Start of PROVIDED ENTRIES

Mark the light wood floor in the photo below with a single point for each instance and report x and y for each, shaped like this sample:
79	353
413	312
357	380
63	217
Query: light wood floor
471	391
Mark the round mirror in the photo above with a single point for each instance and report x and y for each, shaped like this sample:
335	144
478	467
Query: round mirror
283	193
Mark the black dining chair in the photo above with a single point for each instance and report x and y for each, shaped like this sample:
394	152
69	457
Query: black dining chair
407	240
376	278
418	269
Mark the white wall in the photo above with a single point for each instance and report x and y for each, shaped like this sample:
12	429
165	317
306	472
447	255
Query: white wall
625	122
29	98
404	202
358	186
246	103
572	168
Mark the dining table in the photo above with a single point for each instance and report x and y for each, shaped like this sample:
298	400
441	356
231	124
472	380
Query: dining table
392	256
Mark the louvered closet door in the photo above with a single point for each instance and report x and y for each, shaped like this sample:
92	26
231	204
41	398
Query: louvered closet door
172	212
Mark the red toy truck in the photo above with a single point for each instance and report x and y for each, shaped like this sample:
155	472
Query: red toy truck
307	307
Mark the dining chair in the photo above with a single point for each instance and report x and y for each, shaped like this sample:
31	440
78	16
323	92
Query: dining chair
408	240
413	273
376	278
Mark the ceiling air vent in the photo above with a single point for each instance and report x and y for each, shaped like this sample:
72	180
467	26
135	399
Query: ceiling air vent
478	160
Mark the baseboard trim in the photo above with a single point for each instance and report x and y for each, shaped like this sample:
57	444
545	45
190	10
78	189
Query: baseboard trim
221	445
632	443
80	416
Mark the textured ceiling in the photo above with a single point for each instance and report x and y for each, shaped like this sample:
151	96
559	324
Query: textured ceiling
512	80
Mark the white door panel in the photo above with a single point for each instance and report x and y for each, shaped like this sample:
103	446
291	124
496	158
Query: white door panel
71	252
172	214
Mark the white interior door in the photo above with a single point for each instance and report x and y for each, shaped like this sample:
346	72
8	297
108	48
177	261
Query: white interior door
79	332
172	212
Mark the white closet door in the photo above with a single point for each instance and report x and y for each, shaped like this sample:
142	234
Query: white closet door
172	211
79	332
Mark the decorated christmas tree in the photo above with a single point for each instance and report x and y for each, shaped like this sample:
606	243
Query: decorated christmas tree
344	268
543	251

End of PROVIDED ENTRIES

Set down the lines from the one with "Mark the white closet" through the end of the data above. Keep each exactly as written and add no other line.

**WRITTEN REPLY**
Mark the white closet door in the photo above with a single point for each instance and report x and y for each, shaped like this sample:
142	234
Query: white closet door
172	211
79	332
Mark the decorated christmas tree in the photo above with a single point for each instance and report x and y for each, shaped like this sample:
606	243
Query: decorated christmas tree
344	268
543	251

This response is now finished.